* Items from a dataset *

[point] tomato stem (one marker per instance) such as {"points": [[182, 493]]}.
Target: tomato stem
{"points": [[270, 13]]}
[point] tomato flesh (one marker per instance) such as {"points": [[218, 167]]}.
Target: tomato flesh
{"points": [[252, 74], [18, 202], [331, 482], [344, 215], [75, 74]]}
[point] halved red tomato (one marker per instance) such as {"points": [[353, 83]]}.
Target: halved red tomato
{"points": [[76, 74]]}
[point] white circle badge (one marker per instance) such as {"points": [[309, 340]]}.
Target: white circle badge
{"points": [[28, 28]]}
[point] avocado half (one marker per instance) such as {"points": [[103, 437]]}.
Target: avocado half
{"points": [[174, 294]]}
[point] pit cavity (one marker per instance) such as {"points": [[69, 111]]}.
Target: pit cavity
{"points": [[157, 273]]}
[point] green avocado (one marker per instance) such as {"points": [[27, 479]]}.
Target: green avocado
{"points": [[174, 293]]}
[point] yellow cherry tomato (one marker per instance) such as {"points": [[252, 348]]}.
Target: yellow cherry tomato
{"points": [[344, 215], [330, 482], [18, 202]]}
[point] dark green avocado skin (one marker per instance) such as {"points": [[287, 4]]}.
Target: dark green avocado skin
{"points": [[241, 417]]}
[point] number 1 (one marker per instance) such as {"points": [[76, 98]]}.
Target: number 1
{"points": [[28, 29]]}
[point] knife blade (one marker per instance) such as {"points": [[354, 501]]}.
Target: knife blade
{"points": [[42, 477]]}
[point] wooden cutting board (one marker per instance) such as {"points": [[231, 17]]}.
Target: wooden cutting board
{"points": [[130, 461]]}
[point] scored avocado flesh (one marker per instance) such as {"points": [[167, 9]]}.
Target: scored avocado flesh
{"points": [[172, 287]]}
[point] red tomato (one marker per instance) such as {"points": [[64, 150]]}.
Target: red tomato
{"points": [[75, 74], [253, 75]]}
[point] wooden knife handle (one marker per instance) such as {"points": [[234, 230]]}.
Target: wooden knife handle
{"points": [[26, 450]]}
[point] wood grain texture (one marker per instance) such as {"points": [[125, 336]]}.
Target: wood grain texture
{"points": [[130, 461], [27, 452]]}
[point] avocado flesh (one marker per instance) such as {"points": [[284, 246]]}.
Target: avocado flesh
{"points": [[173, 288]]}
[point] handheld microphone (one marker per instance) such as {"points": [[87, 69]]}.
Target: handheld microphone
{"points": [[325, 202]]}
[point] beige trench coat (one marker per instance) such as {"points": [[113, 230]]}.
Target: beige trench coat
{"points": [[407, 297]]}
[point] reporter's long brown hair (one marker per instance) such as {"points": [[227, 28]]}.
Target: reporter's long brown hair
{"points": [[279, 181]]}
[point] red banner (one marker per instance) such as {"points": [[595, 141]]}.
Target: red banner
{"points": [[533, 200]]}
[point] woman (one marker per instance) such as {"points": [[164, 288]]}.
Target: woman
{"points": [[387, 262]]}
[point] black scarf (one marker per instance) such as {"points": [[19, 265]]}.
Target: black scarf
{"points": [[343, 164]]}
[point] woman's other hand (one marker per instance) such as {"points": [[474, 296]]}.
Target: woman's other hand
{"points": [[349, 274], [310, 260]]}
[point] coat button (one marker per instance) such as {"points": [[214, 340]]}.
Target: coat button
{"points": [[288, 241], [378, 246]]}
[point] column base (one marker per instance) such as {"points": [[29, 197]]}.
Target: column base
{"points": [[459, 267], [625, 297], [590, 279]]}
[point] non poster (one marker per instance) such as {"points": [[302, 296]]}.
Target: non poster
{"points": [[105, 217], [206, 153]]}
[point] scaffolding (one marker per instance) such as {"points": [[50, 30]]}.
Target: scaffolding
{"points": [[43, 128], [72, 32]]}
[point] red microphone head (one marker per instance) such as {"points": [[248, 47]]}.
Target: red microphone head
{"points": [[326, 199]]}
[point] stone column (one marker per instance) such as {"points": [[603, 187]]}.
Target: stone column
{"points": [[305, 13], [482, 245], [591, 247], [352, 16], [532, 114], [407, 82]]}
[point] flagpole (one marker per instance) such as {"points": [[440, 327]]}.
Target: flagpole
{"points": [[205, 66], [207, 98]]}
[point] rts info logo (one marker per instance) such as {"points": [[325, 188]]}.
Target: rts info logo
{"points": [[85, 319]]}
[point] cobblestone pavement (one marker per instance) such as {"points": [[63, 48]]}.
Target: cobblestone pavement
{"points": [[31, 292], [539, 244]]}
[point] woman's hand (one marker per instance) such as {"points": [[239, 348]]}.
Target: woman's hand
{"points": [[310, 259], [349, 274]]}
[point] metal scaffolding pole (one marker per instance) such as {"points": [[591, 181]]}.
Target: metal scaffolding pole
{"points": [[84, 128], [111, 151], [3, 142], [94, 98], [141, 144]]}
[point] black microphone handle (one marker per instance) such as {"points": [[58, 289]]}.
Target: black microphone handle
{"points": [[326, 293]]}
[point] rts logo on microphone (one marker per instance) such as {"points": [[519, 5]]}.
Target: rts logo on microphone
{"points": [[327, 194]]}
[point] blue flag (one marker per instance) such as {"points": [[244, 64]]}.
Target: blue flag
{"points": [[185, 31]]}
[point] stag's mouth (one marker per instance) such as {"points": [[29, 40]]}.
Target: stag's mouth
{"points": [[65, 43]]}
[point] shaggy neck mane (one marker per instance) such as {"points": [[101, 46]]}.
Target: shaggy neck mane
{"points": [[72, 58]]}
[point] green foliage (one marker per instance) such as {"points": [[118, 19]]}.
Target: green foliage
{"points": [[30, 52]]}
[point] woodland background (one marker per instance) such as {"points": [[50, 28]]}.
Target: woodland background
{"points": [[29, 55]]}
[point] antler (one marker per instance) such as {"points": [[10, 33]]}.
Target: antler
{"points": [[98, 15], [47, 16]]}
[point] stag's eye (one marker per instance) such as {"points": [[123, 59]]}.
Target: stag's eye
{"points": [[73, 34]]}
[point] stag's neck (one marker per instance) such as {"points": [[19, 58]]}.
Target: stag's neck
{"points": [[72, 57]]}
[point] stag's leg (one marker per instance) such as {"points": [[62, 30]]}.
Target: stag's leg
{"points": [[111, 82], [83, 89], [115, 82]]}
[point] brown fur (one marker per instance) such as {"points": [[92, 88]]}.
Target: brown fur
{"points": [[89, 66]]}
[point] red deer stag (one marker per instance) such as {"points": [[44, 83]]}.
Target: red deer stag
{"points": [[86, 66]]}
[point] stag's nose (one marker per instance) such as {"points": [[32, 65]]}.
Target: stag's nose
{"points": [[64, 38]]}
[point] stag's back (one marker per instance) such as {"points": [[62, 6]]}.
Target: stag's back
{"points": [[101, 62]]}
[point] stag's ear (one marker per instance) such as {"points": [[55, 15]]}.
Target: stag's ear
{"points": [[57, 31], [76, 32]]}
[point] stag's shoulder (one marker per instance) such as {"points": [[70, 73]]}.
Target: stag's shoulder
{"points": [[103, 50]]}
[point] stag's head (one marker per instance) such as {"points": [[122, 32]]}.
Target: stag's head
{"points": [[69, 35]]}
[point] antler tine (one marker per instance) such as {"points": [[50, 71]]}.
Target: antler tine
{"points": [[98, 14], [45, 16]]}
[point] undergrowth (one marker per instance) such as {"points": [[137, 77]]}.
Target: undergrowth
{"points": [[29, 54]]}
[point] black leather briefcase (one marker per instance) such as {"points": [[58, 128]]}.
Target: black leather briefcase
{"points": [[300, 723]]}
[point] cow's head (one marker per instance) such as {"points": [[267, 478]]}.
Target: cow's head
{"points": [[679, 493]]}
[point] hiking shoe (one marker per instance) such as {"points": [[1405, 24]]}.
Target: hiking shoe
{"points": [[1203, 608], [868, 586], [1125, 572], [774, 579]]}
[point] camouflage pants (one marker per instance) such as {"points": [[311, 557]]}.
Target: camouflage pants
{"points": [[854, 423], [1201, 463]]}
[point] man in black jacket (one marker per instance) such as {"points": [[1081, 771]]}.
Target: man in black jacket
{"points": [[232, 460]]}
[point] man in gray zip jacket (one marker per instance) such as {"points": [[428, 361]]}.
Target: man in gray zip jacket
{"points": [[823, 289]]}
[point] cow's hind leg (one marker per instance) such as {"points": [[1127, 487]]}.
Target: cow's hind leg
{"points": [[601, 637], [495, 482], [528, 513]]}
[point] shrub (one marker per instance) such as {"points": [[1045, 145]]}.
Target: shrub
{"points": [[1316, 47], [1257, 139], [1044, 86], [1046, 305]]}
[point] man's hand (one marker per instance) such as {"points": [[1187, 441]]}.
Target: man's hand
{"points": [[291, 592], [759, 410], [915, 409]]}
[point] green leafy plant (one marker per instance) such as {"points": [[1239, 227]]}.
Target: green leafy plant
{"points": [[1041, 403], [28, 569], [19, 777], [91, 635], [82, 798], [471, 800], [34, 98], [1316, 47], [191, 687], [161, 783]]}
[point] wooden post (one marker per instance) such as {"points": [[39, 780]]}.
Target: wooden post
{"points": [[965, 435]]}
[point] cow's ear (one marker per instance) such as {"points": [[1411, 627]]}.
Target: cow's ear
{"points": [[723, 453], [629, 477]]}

* Given instruction *
Write out exactly the lines from the line holding "[point] cow's hind" through the last line of the data, and nothing besides those lines.

* The completed task *
[point] cow's hind leg (one marker per instance) such as {"points": [[1127, 487]]}.
Target: cow's hind leg
{"points": [[601, 637], [495, 482], [528, 513]]}
[point] shrub (one marker per instance) such as {"points": [[1045, 145]]}.
Target: shrub
{"points": [[1316, 47], [1257, 139], [1044, 86], [1046, 305]]}
[point] man's hand (one marker per instance) such as {"points": [[1187, 441]]}.
Target: man's hand
{"points": [[291, 592], [759, 410], [915, 409]]}
[point] green leafy plant (one marker per instance) such as {"points": [[1239, 227]]}.
Target: green leafy plant
{"points": [[1041, 403], [28, 569], [19, 777], [91, 635], [82, 798], [471, 800], [34, 98], [1316, 47], [191, 687], [161, 783]]}
[point] wooden post (one marker per instance) such as {"points": [[39, 780]]}.
Target: wooden post
{"points": [[965, 435]]}
[point] cow's ear (one marker per instance) such as {"points": [[1411, 627]]}.
Target: cow's ear
{"points": [[723, 453], [629, 477]]}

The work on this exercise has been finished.